> **Task objective**
Copy the lines below word for word, starting at the line containing "Practice. Identify the cable" and ending at the line containing "Target: cable knit texture", both included.

> **Given entries**
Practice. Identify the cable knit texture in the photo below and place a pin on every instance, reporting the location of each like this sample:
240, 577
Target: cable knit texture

--

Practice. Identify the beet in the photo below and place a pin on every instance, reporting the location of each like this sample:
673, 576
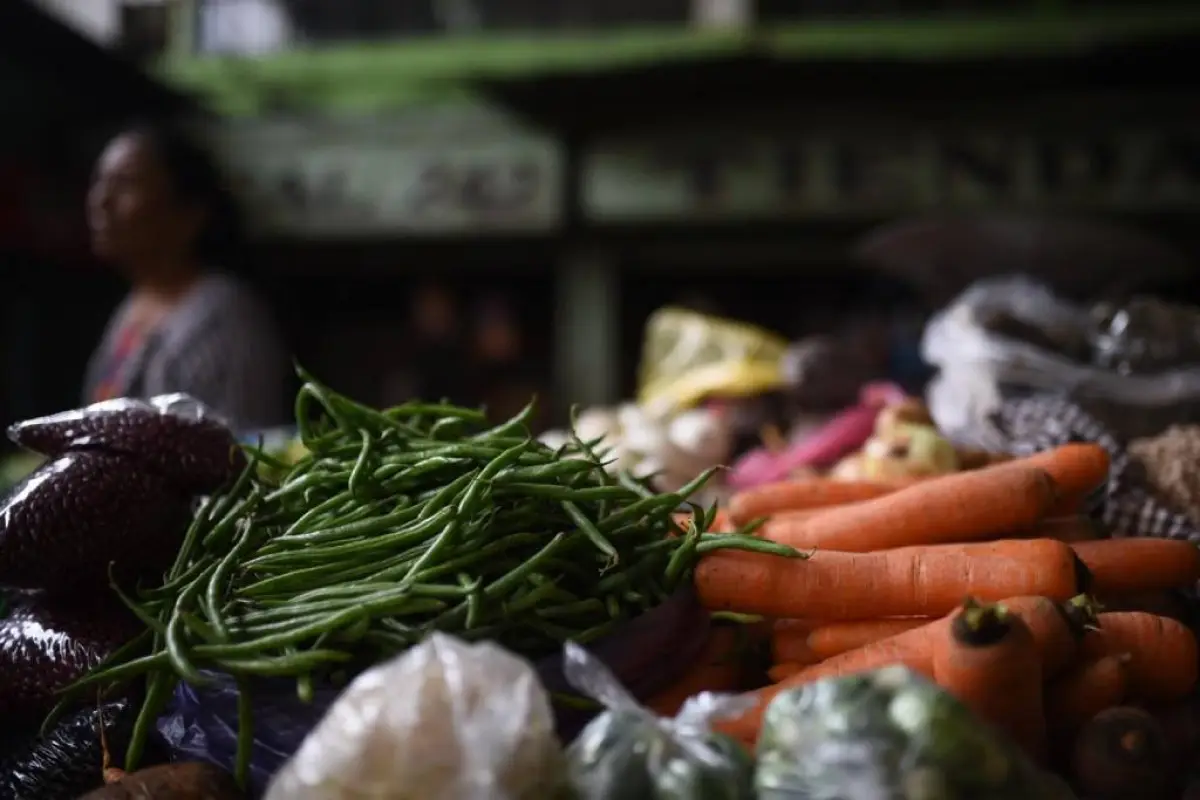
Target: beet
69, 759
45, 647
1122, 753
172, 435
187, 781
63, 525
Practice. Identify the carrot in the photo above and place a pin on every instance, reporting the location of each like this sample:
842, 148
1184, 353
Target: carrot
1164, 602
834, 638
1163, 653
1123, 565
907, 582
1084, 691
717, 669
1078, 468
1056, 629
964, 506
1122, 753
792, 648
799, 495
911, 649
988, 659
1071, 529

> **Result**
Practice. Identify the cable knit texture in the photo below and place a pin on every instance, reporting the location of each like this sample:
240, 577
Target: cable knit texture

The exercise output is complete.